Task instructions: Every line of the data below is to be duplicated exactly, pictures excepted.
--- START ---
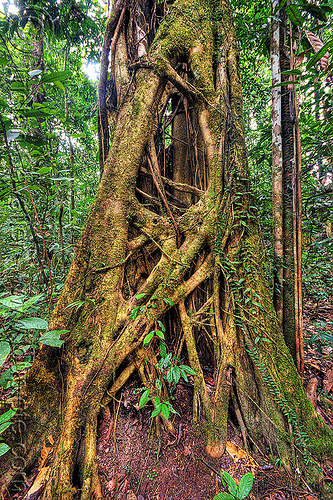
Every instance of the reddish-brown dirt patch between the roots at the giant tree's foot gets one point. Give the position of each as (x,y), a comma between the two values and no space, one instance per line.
(136,464)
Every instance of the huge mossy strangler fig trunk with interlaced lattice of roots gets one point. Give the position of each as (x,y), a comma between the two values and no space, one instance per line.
(143,253)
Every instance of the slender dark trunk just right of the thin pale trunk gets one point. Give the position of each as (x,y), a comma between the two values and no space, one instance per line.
(291,203)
--- END ---
Solution to the exercise:
Every instance of the reddish-brown dirt patch between the roots at the giant tree's foot gets one point. Give the position of each as (x,y), a comma between the two values and no space, one instance per line.
(136,464)
Every instance of the huge mossy strangler fig trunk with interlaced lattice of roots gets one point. Give the position of each as (x,y), a comma between the two values and no space, one instance per line.
(143,253)
Every instance of the slender dark trunk just right of the thin pale trunk gets one point. Give the position of each as (x,y), a comma between the two values and no space, one instance per line.
(291,203)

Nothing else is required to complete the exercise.